Task requirements: Reproduce the material below word for word.

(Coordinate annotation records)
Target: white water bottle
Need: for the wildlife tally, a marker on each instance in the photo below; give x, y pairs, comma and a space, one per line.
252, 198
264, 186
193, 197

Written response:
Target: white water bottle
Need: for the wildlife tally, a marker on each instance in the photo below; give x, y pairs, comma and a space, one per line.
252, 198
264, 186
193, 197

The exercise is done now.